Point-per-instance localization data

—————

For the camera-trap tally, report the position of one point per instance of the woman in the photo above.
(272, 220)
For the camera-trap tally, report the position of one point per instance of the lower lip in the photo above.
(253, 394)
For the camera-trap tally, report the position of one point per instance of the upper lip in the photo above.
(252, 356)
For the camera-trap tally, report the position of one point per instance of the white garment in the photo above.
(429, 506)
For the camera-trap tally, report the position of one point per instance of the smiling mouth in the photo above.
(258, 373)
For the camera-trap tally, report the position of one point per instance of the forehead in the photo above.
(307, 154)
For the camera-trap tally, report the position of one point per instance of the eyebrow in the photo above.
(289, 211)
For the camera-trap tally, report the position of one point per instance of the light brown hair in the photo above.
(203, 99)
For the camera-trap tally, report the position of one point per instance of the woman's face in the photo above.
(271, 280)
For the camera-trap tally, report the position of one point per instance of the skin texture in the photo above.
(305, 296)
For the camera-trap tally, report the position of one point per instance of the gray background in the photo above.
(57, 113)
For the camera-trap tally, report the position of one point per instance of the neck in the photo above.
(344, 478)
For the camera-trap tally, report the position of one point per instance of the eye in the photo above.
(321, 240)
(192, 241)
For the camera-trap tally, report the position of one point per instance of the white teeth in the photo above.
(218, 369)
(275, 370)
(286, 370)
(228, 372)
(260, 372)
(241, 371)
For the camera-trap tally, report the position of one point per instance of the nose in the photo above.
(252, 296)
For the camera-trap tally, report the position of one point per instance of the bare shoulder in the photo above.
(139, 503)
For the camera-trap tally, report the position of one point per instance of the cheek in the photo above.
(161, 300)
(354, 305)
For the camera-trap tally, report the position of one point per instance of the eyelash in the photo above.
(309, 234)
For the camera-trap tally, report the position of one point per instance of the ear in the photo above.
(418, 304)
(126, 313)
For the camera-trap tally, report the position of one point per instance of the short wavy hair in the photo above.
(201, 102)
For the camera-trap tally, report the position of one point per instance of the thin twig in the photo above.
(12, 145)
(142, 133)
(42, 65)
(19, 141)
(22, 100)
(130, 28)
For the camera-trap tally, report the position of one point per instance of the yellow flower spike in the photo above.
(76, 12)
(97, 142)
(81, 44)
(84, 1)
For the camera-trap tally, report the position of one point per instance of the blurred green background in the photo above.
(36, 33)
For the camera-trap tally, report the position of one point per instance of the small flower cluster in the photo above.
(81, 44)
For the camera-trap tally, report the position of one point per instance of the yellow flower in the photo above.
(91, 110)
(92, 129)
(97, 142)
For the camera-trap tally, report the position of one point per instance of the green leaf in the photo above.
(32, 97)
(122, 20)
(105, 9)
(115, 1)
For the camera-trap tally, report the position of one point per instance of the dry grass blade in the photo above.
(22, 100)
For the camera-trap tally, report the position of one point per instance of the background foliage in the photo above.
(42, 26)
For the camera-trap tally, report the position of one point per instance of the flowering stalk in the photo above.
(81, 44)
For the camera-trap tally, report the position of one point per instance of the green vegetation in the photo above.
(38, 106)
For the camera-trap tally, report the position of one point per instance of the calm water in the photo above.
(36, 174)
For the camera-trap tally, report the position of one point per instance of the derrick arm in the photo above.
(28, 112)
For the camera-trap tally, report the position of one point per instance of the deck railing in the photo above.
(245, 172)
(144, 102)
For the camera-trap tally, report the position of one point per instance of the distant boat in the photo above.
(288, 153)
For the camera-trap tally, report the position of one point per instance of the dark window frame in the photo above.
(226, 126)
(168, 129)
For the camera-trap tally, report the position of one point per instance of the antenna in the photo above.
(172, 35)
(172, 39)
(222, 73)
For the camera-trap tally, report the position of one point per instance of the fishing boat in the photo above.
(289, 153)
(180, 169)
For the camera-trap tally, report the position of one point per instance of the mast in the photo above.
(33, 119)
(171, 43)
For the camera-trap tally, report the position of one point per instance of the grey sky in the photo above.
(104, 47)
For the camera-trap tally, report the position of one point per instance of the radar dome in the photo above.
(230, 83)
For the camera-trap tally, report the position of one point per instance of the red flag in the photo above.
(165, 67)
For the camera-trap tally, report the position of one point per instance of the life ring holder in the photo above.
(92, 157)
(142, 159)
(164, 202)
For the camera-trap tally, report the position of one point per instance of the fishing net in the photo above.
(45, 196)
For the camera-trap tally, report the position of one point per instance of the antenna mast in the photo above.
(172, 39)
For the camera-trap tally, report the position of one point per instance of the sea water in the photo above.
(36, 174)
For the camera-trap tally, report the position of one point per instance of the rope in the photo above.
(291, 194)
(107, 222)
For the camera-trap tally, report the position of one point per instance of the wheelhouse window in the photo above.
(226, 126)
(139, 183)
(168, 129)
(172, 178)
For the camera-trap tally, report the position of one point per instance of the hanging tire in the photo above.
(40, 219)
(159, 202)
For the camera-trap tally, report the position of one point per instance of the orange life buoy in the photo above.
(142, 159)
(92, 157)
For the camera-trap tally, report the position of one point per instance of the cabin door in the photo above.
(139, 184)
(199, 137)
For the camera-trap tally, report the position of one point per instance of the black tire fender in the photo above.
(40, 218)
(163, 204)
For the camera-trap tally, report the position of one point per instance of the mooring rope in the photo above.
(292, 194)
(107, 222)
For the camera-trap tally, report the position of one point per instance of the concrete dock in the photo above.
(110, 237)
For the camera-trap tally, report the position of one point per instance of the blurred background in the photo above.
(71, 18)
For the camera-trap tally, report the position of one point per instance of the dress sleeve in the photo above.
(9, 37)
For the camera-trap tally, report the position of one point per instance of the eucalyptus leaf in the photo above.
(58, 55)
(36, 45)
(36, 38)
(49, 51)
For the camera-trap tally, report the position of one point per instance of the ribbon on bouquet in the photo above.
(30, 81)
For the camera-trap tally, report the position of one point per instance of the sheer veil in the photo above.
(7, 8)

—————

What you are asked to do:
Could you repeat every record word for word?

Output:
For the camera-trap tally, report the position of one point per instance of the woman in the photo above.
(272, 220)
For the camera-trap tally, report the position of one point per instance of the lower lip in the photo above.
(253, 394)
For the camera-trap tally, report the position of one point per instance of the upper lip in the photo above.
(252, 356)
For the camera-trap tally, report the position of one point per instance of the white garment in the photo above.
(429, 506)
For the camera-trap tally, report the position of one point per instance of the smiling mouth in the photo above.
(258, 373)
For the camera-trap tally, report the position of one point per instance of the forehead in the photo above.
(307, 154)
For the camera-trap tally, report the position of one point per instance of the eyebrow in the photo above.
(289, 211)
For the camera-trap tally, report the position of one point per instance of the light brown hair in the photo above.
(203, 99)
For the camera-trap tally, report the position of one point per instance of the woman's face in the photo above.
(271, 280)
For the camera-trap tally, report the position of one point per instance of the skin texture in the photo above.
(305, 296)
For the camera-trap tally, report the position of one point per instance of the gray background in the photo above.
(57, 113)
For the camera-trap tally, report the position of one point per instance of the neck in the photo above.
(344, 478)
For the camera-trap tally, report the position of one point per instance of the eye in the photo above.
(321, 240)
(192, 241)
For the camera-trap tally, report the position of one point per instance of the white teeth in the photo above.
(218, 369)
(275, 370)
(286, 370)
(228, 372)
(260, 372)
(241, 371)
For the camera-trap tally, report the position of one point per instance of the nose in the photo above.
(252, 296)
For the camera-trap tally, report the position of one point per instance of the bare shoulder in the photo above.
(139, 503)
For the camera-trap tally, report the position of one point per instance of the cheek in the photo above.
(161, 300)
(354, 305)
For the camera-trap tally, report the position of one point per instance of the eyelash in the photo above.
(309, 234)
For the camera-trap tally, report the position of one point per instance of the ear in the photo above.
(418, 304)
(126, 313)
For the camera-trap tally, report the position of one point per instance of the short wavy hair in the photo above.
(201, 102)
For the camera-trap tally, report the position of one point per instance of the thin twig in the photo above.
(12, 145)
(142, 133)
(42, 65)
(19, 141)
(22, 100)
(130, 28)
For the camera-trap tally, report the position of one point per instance of the yellow flower spike in the photo above.
(76, 12)
(97, 142)
(81, 44)
(84, 1)
For the camera-trap tally, report the position of one point per instance of the blurred green background in the photo above.
(36, 33)
For the camera-trap tally, report the position of one point per instance of the small flower cluster in the photo above.
(81, 44)
For the camera-trap tally, report the position of one point per instance of the yellow flower in the photo above.
(91, 110)
(92, 129)
(97, 142)
For the camera-trap tally, report the position of one point per instance of the green leaf in the photo above.
(32, 97)
(122, 20)
(105, 9)
(115, 1)
For the camera-trap tally, report the position of one point per instance of the dry grass blade in the photo above.
(22, 100)
For the camera-trap tally, report the position of one point per instance of the background foliage in the photo above.
(42, 26)
For the camera-trap tally, report the position of one point per instance of the flowering stalk in the photo above.
(81, 44)
For the camera-trap tally, report the position of one point per instance of the green vegetation in the photo above.
(38, 106)
For the camera-trap tally, report the position of one point per instance of the calm water in the photo above.
(36, 174)
For the camera-trap tally, report the position of one point per instance of the derrick arm in the photo above.
(28, 112)
For the camera-trap tally, report the position of one point per instance of the deck railing in the photo above.
(245, 172)
(144, 102)
For the camera-trap tally, report the position of one point per instance of the distant boat in the photo above.
(288, 153)
For the camera-trap tally, report the position of one point per instance of the dark window frame in the photo above.
(226, 126)
(168, 129)
For the camera-trap tally, report the position of one point per instance of the antenna in the photo above.
(172, 35)
(172, 39)
(222, 73)
For the camera-trap tally, report the position of one point per instance of the fishing boat in the photo above.
(289, 153)
(180, 169)
For the camera-trap tally, report the position of one point per instance of the mast in the photo above.
(33, 119)
(171, 43)
For the camera-trap tally, report the position of one point per instance of the grey sky in the photo above.
(104, 47)
For the camera-trap tally, report the position of one point per instance of the radar dome in the photo above.
(230, 83)
For the camera-trap tally, report the position of one point per instance of the red flag in the photo above.
(165, 67)
For the camera-trap tally, report the position of one point per instance of the life ring holder in the photo above.
(92, 157)
(142, 159)
(164, 202)
For the camera-trap tally, report the position of one point per instance of the fishing net in the photo above.
(45, 196)
For the camera-trap tally, report the position of one point per instance of the antenna mast in the photo above.
(172, 39)
For the camera-trap tally, report the position of one point per instance of the sea water in the photo above.
(36, 174)
For the camera-trap tally, report the position of one point per instance of the rope in the photo above.
(291, 194)
(107, 222)
For the camera-trap tally, report the position of one point per instance of the wheelhouse window in the photo above.
(226, 126)
(139, 183)
(168, 129)
(172, 178)
For the camera-trap tally, report the position of one point per instance of the hanging tire in the photo above.
(40, 219)
(159, 202)
For the camera-trap tally, report the position of one point per instance of the orange life buoy in the photo above.
(142, 159)
(92, 157)
For the camera-trap tally, report the position of one point per instance of the cabin door in the photo above.
(139, 184)
(199, 137)
For the camera-trap tally, report the position of one point per instance of the black tire fender in the photo above.
(40, 218)
(163, 204)
For the camera-trap tally, report the position of one point per instance of the mooring rope in the photo above.
(292, 194)
(107, 222)
For the camera-trap tally, report the position of one point per instance of the concrete dock in the photo above.
(110, 237)
For the camera-trap tally, report the position of one point per instance of the blurred background in the photo above.
(71, 18)
For the camera-trap tally, report the position of one point per instance of the dress sleeve in the photo above.
(9, 37)
For the camera-trap tally, report the position of one point per instance of the eucalyptus leaf in the photo above.
(58, 55)
(36, 45)
(36, 38)
(49, 51)
For the camera-trap tally, report the position of one point per instance of the ribbon on bouquet in the photo above.
(30, 81)
For the camera-trap tally, report the position of one point per instance of the sheer veil in the photo above.
(7, 8)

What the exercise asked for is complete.